Outline records

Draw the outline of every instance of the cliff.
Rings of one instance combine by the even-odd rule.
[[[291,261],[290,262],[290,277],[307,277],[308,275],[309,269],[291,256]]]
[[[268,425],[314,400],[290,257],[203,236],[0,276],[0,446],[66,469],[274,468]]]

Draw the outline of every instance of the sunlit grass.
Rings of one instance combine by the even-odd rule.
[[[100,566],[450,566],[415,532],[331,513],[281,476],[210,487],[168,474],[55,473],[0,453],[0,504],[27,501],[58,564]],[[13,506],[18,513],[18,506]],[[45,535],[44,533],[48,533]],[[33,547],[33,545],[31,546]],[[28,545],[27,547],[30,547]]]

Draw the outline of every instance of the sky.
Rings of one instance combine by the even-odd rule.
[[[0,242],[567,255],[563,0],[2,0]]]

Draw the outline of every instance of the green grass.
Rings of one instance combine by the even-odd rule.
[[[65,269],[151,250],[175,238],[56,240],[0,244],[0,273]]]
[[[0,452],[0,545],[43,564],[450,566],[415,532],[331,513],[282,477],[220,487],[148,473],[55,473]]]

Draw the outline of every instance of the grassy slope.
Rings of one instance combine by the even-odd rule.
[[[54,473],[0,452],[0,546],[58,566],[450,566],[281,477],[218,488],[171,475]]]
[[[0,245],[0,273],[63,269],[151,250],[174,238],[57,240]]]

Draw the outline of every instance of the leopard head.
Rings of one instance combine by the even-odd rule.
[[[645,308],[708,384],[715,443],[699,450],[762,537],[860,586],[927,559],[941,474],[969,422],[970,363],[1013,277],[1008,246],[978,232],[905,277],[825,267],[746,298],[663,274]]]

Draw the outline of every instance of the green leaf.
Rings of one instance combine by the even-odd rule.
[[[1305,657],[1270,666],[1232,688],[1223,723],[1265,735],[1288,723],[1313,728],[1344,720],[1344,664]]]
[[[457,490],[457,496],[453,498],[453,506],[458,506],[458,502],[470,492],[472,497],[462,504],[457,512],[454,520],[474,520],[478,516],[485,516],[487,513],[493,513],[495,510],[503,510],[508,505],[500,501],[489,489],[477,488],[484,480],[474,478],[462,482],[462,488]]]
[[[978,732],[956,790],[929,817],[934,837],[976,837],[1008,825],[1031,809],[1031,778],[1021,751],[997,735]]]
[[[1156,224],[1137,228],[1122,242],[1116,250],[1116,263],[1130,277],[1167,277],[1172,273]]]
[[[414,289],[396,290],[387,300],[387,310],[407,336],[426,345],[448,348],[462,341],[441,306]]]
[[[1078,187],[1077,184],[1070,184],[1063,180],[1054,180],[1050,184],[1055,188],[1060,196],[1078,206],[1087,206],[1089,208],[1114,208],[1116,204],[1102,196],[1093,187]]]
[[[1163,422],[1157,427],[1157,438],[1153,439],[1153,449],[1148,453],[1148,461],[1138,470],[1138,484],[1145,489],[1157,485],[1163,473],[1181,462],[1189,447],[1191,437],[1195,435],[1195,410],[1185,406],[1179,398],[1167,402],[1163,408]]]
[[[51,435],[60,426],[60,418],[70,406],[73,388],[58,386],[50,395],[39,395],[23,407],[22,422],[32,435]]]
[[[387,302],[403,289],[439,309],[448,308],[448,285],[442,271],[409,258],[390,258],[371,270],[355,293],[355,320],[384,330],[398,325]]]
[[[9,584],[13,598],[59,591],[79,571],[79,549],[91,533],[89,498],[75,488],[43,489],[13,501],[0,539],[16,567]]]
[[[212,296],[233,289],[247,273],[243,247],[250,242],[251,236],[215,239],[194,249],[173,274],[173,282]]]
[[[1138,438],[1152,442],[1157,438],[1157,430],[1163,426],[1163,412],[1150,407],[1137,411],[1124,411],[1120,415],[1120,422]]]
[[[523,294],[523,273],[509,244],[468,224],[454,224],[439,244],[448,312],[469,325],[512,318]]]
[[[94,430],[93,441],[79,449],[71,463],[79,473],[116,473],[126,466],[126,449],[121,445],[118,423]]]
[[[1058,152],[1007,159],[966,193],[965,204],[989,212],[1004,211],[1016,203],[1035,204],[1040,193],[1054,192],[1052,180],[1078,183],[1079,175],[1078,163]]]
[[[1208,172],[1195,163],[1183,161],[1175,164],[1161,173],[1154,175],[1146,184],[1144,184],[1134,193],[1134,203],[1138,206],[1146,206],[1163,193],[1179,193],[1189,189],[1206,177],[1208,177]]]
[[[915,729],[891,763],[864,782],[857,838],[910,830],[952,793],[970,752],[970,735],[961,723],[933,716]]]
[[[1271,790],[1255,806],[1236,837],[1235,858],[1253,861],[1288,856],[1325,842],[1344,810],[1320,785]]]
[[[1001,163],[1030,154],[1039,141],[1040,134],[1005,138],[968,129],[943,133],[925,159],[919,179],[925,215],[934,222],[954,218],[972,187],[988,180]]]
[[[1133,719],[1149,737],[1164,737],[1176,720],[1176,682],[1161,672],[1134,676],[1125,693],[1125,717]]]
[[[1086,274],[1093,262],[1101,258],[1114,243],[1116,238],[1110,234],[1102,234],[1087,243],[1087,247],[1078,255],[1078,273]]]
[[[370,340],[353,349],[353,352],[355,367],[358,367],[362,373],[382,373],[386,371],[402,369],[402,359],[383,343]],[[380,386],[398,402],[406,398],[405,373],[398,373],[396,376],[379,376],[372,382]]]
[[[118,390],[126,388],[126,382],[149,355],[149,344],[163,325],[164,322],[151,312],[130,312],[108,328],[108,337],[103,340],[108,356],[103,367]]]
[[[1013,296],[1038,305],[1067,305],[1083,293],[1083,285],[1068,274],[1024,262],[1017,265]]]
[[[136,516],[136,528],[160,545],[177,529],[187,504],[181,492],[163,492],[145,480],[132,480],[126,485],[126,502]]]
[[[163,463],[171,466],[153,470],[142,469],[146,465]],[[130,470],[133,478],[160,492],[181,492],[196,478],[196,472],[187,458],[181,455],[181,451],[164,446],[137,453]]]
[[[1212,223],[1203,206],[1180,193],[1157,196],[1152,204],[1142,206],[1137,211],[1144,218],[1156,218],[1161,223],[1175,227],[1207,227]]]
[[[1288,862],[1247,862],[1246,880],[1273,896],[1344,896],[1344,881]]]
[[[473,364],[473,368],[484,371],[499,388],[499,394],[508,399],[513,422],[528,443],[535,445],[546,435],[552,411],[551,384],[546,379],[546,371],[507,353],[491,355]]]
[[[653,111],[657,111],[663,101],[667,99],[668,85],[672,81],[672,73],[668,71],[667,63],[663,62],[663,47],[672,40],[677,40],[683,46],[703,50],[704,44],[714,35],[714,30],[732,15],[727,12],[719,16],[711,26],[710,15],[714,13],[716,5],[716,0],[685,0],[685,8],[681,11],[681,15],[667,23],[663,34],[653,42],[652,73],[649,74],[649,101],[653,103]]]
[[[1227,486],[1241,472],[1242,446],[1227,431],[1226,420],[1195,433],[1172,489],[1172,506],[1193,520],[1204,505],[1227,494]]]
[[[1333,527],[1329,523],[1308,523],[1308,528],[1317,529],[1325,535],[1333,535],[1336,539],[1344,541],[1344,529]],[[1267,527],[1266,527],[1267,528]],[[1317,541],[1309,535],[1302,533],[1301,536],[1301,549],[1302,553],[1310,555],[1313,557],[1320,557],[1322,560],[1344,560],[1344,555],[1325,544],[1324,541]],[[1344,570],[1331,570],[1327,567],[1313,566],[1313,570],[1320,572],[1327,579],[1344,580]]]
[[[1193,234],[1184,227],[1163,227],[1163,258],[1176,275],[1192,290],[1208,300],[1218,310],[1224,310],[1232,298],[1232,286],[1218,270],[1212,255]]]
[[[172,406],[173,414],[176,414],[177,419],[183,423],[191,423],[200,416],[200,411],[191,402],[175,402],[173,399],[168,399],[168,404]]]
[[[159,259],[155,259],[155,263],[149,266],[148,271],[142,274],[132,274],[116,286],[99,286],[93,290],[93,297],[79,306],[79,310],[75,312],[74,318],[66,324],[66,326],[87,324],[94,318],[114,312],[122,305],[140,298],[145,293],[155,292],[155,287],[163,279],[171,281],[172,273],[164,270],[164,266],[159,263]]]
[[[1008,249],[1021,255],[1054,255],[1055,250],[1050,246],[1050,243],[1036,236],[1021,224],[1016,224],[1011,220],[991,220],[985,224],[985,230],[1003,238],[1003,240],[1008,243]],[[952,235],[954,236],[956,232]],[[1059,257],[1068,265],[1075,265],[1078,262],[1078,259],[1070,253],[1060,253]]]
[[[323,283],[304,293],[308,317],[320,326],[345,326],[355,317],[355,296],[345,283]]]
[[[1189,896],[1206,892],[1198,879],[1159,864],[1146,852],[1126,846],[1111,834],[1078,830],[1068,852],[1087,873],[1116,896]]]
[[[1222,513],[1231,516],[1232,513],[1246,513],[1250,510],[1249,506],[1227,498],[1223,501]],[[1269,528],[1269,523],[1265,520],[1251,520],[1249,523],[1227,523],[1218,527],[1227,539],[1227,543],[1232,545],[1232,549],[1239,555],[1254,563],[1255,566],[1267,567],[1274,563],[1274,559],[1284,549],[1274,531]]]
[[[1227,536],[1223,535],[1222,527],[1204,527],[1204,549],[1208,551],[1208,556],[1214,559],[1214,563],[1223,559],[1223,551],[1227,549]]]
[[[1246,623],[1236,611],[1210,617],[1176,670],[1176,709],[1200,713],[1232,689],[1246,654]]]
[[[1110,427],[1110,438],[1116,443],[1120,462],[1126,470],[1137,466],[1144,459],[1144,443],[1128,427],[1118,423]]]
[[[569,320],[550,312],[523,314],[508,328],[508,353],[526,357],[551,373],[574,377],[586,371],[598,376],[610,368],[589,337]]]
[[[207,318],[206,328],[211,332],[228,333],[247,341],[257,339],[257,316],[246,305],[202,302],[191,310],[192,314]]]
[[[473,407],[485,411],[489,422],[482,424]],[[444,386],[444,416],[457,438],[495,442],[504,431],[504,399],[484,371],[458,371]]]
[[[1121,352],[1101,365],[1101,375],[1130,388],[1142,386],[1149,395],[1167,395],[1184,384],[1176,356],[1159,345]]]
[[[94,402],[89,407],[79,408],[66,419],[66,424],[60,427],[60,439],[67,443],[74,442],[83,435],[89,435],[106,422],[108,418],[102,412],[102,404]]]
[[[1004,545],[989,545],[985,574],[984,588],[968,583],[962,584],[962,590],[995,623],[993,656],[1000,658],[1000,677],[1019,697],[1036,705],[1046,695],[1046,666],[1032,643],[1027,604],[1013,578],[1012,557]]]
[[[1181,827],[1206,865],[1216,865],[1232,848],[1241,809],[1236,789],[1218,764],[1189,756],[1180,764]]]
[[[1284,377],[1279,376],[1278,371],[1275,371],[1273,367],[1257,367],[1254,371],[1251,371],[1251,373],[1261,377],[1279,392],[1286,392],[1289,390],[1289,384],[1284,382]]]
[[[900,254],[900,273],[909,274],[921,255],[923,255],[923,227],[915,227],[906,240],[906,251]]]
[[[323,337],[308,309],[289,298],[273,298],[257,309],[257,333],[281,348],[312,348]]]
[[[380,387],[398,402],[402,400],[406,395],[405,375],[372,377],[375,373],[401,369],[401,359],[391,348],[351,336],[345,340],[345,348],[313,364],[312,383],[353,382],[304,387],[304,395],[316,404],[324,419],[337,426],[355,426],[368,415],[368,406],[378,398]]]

◆ GOAL ◆
Count the lines in the rows above that contain the word "Draw", and reply with only the number.

◆ SOLUTION FOR THIS EXERCISE ◆
7